### Records supplied

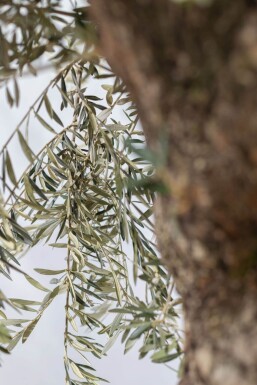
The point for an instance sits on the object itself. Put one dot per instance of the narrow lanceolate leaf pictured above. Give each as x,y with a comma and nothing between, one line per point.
10,169
35,283
25,147
44,123
49,272
29,329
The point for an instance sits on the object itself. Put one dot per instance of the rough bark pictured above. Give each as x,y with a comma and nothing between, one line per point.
192,71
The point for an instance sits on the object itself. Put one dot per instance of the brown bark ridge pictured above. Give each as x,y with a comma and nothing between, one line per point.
192,71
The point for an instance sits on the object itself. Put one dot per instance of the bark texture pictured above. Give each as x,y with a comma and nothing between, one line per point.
192,71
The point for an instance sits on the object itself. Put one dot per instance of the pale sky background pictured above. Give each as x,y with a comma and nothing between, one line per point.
40,360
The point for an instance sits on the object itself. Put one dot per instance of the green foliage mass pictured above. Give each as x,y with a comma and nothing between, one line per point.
86,191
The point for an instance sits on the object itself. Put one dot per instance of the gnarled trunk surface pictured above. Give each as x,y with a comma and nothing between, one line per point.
192,71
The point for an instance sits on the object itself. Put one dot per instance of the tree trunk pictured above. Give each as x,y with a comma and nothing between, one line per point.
192,71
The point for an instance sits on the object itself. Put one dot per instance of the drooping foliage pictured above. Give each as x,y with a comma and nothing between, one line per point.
88,191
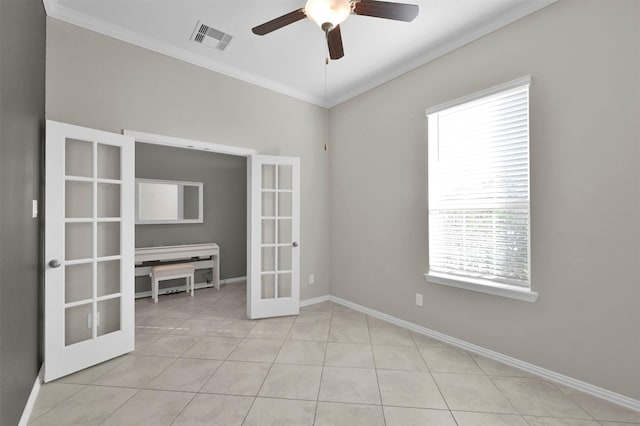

### Goal
Copy out every one of the entries above with "dot" swapped for "mark" wherever it occurs, keeping all other text the same. Leave the pictures out.

### Completed task
The point for an instance sits on the object itself. Put one mark per instance of the narrow lanceolate leaf pictured above. Give each as x,y with a comma and nothing between, one line per point.
10,169
35,283
25,147
44,123
49,272
29,329
The point for an instance sits on the object itself. Put one mark per instance of the rough bark pictured above. Give each as x,y with a comma and nothing between, one line per point.
192,71
The point for an instance sits on the object itself. Put one mark per instance of the brown bark ridge pictured above. Give each as x,y with a comma and nothing between, one line per point.
192,71
The point for an instance sits on the object itself. Put one mark per instance of the bark texture pictured above. Give each as x,y with a comma and nothing between, one line per point.
192,71
The point for an instance sits on the object itself. Put one mark per instance of the pale sky background pictured above. Give each as x,y with a comma and nothing between, one line per point.
40,360
The point for an instance sits on the object itself. Put one mark per instance of the green foliage mass pictured above. Give each as x,y with a comma and nothing between, one line per point.
86,191
The point for an instance sits on the object itself. Put one mark per instance of the gnarled trunk surface pictured above. Give each as x,y with a comma and nothing between, one line per point.
192,71
The point for an instance sits on the object itself. Put one mark per instance of the tree trunk pictured above. Give each as x,y with a comma and nothing between, one line per point.
192,71
The point for an instance sits on the object itself. Put one mark per instance of the drooping foliage pictured above. Give each as x,y with a comma and nothing between, one line per point.
88,191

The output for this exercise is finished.